Desafio >>
Escreva de novo a parte da listagem que começa na linha com "Please draw the outline of every instance of the gold" e vai até a linha com "[[[150,142],[149,183],[217,197],[219,131],[216,128],[160,131]]]", incluindo as duas e mantendo os pedidos. Multiplique por 2 cada número das respostas (as coordenadas dos contornos) e arredonde para inteiros, com meio para cima, deixando as imagens fora da resposta.

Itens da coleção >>
----

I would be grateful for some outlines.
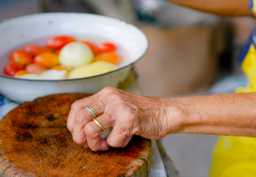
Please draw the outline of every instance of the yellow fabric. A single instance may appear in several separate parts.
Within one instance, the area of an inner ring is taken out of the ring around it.
[[[256,4],[256,0],[253,0],[253,4]],[[252,8],[252,12],[253,13],[254,15],[256,16],[256,6],[253,6]]]
[[[252,44],[241,68],[250,84],[236,92],[256,91],[256,50]],[[256,138],[220,137],[212,155],[210,177],[231,176],[256,176]]]

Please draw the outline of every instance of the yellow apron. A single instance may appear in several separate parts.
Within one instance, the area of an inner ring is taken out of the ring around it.
[[[255,42],[255,28],[239,57],[250,84],[237,88],[237,93],[256,91]],[[212,155],[210,176],[256,176],[256,138],[220,136]]]

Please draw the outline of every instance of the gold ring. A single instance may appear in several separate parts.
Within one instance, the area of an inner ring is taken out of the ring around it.
[[[93,121],[96,123],[102,131],[105,130],[105,128],[103,127],[103,126],[100,124],[100,123],[99,122],[97,119],[93,119]]]
[[[95,118],[98,117],[98,114],[97,113],[96,111],[92,106],[86,107],[85,109],[89,110],[89,111],[91,112],[92,114],[93,114],[93,116]]]

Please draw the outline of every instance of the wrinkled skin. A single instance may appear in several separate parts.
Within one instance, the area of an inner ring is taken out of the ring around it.
[[[92,113],[85,109],[88,106],[95,109],[99,114],[97,119],[105,128],[113,127],[106,139],[100,139],[102,132],[92,121]],[[75,142],[93,151],[107,150],[109,146],[124,147],[132,135],[157,139],[173,131],[170,124],[173,116],[168,116],[171,107],[172,102],[167,99],[106,88],[72,105],[67,127]],[[173,121],[173,127],[177,127],[174,126],[175,122]]]

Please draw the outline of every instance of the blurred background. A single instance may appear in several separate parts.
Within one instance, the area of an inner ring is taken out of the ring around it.
[[[236,58],[254,26],[252,18],[218,17],[164,0],[0,0],[0,21],[50,12],[100,14],[143,30],[150,47],[134,71],[145,95],[232,93],[247,84]],[[163,142],[180,176],[203,177],[217,139],[179,134]]]

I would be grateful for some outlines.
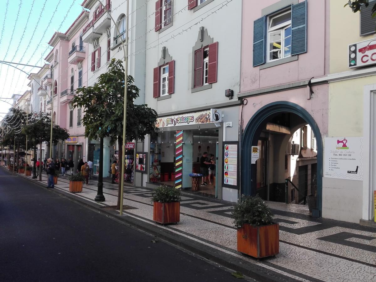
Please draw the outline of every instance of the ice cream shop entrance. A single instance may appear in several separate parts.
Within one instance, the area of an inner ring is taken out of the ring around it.
[[[150,142],[149,183],[217,197],[219,131],[216,128],[160,131]]]

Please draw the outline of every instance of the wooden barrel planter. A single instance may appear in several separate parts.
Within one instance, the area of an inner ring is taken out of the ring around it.
[[[76,193],[82,191],[82,181],[70,181],[69,192]]]
[[[238,250],[257,258],[279,253],[279,225],[245,224],[238,230]]]
[[[201,176],[191,176],[192,177],[192,191],[200,190],[200,179]]]
[[[162,224],[180,221],[180,202],[154,202],[153,220]]]

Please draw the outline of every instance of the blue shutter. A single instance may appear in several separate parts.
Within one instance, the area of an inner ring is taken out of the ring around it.
[[[291,8],[291,55],[307,52],[307,2],[306,0]]]
[[[264,16],[253,22],[253,67],[265,63],[266,20]]]

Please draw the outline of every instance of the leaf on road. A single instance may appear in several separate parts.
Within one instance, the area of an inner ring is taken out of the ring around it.
[[[233,272],[231,273],[231,275],[232,276],[235,276],[237,278],[244,278],[244,276],[243,276],[243,274],[239,272]]]

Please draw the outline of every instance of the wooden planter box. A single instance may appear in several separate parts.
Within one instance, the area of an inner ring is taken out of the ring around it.
[[[279,253],[279,225],[244,224],[238,230],[238,250],[257,258]]]
[[[162,224],[176,223],[180,221],[180,202],[154,202],[153,220]]]
[[[82,191],[82,181],[69,181],[69,191],[72,193]]]
[[[201,176],[191,176],[192,177],[192,191],[200,191],[200,185],[201,183]]]

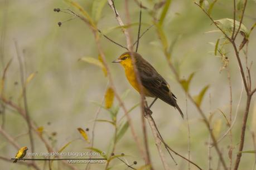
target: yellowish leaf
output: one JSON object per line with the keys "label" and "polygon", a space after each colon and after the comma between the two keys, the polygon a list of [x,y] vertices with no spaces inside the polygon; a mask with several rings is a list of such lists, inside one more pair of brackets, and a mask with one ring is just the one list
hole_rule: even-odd
{"label": "yellowish leaf", "polygon": [[254,104],[253,112],[253,118],[252,119],[252,131],[256,133],[256,104]]}
{"label": "yellowish leaf", "polygon": [[44,132],[44,127],[40,126],[37,128],[37,132],[39,133],[40,135],[42,134],[42,133]]}
{"label": "yellowish leaf", "polygon": [[102,59],[102,56],[99,55],[98,57],[99,61],[102,63],[103,68],[102,68],[102,71],[103,71],[105,77],[107,77],[108,75],[108,72],[107,71],[107,68],[105,67],[105,66],[103,64],[103,60]]}
{"label": "yellowish leaf", "polygon": [[150,169],[150,165],[148,165],[148,164],[146,164],[146,165],[143,165],[141,167],[140,167],[138,169],[137,169],[138,170],[148,170],[148,169]]}
{"label": "yellowish leaf", "polygon": [[63,150],[65,149],[65,148],[66,148],[70,143],[72,143],[72,142],[73,142],[74,141],[70,141],[69,142],[68,142],[67,143],[66,143],[65,145],[64,145],[61,148],[60,148],[60,150],[59,150],[58,152],[61,152],[63,151]]}
{"label": "yellowish leaf", "polygon": [[36,76],[36,74],[37,73],[37,72],[33,72],[33,73],[30,74],[30,75],[28,76],[28,77],[27,78],[27,79],[26,80],[26,82],[25,82],[25,87],[29,83],[29,82],[30,82],[30,81],[34,78],[35,76]]}
{"label": "yellowish leaf", "polygon": [[214,122],[213,125],[213,129],[212,133],[215,137],[215,138],[218,138],[220,134],[220,130],[221,129],[221,126],[222,126],[222,120],[221,119],[216,120]]}
{"label": "yellowish leaf", "polygon": [[107,108],[110,108],[113,104],[114,101],[114,91],[111,87],[109,87],[107,90],[105,94],[105,107]]}
{"label": "yellowish leaf", "polygon": [[85,131],[84,131],[84,129],[83,129],[81,128],[78,128],[78,130],[79,132],[79,133],[81,134],[81,135],[83,136],[84,139],[85,139],[85,140],[87,142],[90,143],[90,141],[89,141],[89,138],[88,138],[88,136],[87,135],[86,132],[85,132]]}
{"label": "yellowish leaf", "polygon": [[3,71],[3,77],[2,77],[1,82],[0,83],[0,96],[1,96],[3,91],[3,89],[4,88],[4,81],[6,79],[6,72],[7,71],[8,68],[9,68],[9,66],[11,65],[11,63],[12,62],[12,58],[11,58],[9,62],[7,63],[7,65],[6,65],[6,68],[4,68],[4,70]]}
{"label": "yellowish leaf", "polygon": [[21,95],[20,96],[20,97],[18,98],[18,99],[19,102],[20,102],[21,99],[24,94],[23,93],[27,86],[27,84],[28,84],[28,83],[34,78],[35,76],[36,76],[37,73],[37,72],[33,72],[30,74],[30,75],[28,76],[28,77],[26,79],[26,82],[24,83],[24,87],[22,89],[22,91],[21,91]]}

----

Resposta >>
Please draw the outline of every instance of the gold ring. A single instance may appear in several separate parts.
Within one instance, the area of an inner ring is taken out of the ring around it.
[[[186,242],[192,246],[204,262],[210,260],[210,256],[206,254],[206,252],[200,248],[200,246],[198,244],[194,238],[186,238]]]
[[[190,236],[196,234],[196,228],[194,226],[192,222],[184,212],[172,214],[170,218],[178,220],[178,222],[182,224],[184,228],[186,228],[186,232]]]

Please draw the outline of every instance of the wrinkled skin. A single instance may appear in several separate parts.
Within one instance, the area of an inner ring is taken out of the ring around it.
[[[184,226],[170,218],[176,212],[190,218],[198,228],[194,238],[210,256],[226,254],[212,278],[200,278],[204,264],[184,242]],[[150,284],[186,302],[214,300],[218,292],[248,294],[264,270],[314,278],[346,262],[340,248],[346,232],[336,232],[342,214],[344,204],[334,198],[212,176],[144,210],[134,254]],[[346,242],[346,254],[354,254],[348,252],[350,244]]]

Please draw the outline of every instance of the blurred background. A single instance may appear in several separate parts.
Within one instance, the area of an inner ring is taken out of the ring around it.
[[[472,116],[508,52],[504,36],[436,34],[328,0],[0,0],[0,42],[100,24],[200,28],[286,60],[300,94],[268,142],[290,190],[464,186],[494,168]],[[326,284],[360,352],[406,354],[434,278],[358,268]]]

I would be grateful for some outlines.
Please draw the outline of every instance of the ice cream shop entrance. A single instance may appear in several separate parts.
Within one instance, the area of an inner ring is taken out of the ring around it.
[[[300,284],[298,366],[434,394],[438,262],[432,256],[320,262]]]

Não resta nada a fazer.